▶ [WHAT IS ASKED] Rewrite the stretch from the line containing "In this photo, where can the light-colored" through the end of the listing, request line included. In each answer, multiply every point coordinate by 0.3 and round to the nearest whole number, rounding halves up.
>> BEGIN EXTRACTED RECORDS
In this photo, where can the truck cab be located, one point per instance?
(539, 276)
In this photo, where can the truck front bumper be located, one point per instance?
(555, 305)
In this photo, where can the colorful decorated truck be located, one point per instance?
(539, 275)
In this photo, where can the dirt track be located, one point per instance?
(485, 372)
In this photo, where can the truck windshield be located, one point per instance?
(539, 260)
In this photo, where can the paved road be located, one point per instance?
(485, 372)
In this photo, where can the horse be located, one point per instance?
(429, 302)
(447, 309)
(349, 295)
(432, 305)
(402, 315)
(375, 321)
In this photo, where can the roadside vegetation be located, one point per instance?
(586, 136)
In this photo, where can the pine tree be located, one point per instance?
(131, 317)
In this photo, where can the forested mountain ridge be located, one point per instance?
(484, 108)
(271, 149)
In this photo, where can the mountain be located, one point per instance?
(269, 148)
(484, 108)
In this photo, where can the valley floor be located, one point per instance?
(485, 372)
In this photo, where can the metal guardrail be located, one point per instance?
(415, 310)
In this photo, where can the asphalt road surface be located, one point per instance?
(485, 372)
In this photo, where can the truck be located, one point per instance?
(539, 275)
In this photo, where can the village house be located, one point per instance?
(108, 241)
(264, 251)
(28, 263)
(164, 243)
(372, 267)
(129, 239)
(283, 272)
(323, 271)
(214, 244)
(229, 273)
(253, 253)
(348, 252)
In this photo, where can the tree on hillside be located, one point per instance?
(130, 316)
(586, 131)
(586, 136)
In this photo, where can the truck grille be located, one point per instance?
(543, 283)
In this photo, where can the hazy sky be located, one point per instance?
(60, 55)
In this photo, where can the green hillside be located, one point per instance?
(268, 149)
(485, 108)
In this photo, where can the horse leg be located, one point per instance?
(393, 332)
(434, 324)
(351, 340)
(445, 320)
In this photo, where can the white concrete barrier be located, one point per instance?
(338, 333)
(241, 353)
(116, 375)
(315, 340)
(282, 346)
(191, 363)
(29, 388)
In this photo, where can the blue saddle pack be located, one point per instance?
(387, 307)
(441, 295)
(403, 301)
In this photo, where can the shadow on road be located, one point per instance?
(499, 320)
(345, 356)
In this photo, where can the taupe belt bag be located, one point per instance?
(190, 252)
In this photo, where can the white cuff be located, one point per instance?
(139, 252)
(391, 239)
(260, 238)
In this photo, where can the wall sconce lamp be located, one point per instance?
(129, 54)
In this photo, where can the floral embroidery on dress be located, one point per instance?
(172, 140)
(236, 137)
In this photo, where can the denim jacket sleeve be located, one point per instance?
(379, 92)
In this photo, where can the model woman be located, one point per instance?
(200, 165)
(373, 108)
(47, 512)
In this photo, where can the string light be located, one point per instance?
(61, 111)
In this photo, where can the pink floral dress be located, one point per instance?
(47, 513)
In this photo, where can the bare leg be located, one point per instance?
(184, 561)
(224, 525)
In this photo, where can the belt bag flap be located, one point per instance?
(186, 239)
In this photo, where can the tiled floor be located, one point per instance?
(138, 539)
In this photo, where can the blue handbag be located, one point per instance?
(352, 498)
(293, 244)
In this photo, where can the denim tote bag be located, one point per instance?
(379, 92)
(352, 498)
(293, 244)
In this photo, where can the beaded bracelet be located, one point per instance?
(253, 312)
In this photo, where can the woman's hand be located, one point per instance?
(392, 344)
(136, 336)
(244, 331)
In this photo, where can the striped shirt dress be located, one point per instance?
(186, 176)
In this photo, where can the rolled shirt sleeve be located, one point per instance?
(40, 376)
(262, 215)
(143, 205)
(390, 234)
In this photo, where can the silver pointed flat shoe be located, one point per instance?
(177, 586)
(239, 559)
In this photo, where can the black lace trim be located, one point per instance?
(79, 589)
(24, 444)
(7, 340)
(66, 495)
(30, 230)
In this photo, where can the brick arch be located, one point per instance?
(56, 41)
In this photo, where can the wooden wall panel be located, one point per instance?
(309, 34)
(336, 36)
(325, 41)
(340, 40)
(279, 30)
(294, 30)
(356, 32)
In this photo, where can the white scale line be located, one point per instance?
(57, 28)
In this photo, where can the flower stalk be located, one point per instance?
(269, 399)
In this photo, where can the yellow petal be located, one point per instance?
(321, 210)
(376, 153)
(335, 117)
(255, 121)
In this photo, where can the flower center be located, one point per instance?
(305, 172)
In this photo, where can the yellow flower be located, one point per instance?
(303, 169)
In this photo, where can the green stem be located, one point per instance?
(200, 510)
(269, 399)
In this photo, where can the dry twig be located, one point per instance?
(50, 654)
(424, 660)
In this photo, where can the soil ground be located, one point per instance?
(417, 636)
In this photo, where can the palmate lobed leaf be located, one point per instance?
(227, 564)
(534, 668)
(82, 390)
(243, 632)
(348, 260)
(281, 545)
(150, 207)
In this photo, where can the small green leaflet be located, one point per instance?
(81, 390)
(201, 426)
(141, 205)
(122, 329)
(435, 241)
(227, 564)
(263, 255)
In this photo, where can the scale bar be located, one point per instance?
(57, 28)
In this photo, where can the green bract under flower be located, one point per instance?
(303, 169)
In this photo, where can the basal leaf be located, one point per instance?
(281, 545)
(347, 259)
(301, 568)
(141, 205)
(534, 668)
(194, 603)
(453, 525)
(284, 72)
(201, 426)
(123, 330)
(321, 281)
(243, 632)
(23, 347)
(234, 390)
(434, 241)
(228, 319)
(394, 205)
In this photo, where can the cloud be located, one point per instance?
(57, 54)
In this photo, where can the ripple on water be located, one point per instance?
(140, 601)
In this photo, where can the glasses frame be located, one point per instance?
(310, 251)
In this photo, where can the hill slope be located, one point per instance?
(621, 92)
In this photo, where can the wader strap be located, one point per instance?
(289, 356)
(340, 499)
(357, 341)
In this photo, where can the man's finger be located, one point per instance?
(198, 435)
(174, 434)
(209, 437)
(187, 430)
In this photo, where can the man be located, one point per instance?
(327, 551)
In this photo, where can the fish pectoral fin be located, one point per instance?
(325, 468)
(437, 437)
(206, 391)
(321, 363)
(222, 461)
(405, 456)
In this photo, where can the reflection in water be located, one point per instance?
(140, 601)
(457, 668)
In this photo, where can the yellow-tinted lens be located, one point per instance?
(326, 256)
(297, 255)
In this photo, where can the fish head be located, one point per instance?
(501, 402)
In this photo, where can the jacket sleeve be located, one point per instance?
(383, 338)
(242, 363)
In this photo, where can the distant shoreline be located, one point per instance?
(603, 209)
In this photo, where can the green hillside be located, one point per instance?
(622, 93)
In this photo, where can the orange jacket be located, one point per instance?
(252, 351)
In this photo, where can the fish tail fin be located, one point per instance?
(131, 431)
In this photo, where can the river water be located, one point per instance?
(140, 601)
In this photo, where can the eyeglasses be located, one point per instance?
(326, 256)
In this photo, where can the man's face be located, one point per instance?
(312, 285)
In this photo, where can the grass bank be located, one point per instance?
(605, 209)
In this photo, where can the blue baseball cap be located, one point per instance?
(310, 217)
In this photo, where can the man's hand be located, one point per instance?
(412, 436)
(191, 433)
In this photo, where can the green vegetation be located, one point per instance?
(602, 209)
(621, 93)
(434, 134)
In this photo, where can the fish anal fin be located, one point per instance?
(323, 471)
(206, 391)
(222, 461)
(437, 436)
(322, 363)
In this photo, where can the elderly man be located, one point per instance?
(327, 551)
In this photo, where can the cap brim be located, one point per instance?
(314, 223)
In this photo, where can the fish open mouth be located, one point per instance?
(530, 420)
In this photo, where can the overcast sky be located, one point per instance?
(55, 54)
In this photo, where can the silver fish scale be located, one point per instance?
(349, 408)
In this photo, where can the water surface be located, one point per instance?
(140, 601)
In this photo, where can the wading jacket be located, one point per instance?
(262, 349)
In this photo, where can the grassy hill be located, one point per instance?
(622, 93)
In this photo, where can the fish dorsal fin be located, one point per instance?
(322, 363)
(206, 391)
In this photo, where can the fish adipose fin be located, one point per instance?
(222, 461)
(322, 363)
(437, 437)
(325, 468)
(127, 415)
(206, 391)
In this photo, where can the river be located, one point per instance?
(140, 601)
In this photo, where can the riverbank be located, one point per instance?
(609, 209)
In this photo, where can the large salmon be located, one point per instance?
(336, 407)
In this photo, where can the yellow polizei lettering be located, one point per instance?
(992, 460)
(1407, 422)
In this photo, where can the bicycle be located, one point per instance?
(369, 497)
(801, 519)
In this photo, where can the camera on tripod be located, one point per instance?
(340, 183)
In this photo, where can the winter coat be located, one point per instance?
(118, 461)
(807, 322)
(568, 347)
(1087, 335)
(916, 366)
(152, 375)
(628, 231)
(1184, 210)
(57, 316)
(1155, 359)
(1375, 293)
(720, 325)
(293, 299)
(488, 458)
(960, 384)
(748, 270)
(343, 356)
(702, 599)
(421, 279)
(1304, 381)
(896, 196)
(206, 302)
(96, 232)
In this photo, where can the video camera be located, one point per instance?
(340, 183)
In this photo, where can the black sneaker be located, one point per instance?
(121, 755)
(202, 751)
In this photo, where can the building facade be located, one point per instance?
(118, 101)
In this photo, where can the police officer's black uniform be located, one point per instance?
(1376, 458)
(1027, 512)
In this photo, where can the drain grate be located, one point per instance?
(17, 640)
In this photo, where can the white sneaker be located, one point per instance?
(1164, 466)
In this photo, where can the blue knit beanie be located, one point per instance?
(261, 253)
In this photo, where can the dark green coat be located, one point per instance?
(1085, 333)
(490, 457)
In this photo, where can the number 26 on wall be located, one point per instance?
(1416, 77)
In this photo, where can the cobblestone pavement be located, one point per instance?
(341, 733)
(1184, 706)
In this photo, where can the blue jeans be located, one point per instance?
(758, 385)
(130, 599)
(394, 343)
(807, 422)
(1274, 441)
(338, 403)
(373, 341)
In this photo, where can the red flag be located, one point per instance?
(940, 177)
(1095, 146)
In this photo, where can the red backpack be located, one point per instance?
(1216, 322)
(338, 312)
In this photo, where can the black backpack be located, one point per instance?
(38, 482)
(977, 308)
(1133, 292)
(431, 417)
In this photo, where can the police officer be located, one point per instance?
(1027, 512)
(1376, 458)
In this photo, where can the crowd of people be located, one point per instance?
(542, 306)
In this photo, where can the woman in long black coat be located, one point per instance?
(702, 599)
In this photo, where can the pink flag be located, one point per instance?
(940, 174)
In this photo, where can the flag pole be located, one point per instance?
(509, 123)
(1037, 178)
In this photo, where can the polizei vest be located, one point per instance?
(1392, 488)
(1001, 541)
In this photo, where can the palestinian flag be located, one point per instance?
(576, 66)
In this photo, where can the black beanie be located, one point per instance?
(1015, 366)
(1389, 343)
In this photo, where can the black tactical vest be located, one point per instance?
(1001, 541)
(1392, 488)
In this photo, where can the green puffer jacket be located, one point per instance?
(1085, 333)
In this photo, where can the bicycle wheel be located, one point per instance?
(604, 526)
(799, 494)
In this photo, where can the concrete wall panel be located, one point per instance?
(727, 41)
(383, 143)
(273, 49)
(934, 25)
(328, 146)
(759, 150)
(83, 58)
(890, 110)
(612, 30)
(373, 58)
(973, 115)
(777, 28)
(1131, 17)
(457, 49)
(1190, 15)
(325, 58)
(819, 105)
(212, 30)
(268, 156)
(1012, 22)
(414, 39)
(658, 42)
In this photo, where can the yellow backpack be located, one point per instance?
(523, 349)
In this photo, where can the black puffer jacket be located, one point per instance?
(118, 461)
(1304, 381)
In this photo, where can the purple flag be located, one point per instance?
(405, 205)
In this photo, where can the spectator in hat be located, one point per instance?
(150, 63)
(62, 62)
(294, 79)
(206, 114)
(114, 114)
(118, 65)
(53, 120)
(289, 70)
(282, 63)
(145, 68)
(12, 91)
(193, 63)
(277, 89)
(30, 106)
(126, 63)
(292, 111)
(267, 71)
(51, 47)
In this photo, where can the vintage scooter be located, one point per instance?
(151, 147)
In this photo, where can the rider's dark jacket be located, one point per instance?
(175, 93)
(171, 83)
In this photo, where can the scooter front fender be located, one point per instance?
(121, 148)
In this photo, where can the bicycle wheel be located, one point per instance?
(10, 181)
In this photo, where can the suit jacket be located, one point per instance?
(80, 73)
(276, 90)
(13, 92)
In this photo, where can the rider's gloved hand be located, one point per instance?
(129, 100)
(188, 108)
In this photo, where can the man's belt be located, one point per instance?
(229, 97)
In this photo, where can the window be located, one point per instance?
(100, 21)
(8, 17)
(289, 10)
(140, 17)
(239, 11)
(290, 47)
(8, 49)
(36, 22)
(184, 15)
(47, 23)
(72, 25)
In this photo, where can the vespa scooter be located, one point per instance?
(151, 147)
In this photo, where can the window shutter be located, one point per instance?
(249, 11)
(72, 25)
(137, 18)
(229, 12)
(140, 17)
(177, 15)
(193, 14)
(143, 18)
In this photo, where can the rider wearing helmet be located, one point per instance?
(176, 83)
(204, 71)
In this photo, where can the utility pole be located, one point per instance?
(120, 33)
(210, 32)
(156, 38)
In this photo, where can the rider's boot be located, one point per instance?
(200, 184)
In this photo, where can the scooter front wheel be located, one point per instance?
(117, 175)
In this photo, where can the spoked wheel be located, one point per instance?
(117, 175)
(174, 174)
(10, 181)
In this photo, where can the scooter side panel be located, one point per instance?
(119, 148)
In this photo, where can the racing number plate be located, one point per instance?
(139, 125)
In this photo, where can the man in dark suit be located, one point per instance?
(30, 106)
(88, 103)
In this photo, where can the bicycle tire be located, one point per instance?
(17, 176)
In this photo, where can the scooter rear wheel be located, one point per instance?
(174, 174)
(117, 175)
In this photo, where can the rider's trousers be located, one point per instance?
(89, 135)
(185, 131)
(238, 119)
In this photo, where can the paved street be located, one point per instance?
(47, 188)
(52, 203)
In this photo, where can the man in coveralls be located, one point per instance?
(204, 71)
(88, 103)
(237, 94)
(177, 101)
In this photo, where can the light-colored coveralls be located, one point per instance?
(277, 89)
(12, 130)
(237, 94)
>> END EXTRACTED RECORDS
▶ [ANSWER BELOW]
In this photo, where can the light-colored coveralls be located, one point per instance?
(83, 27)
(4, 39)
(71, 28)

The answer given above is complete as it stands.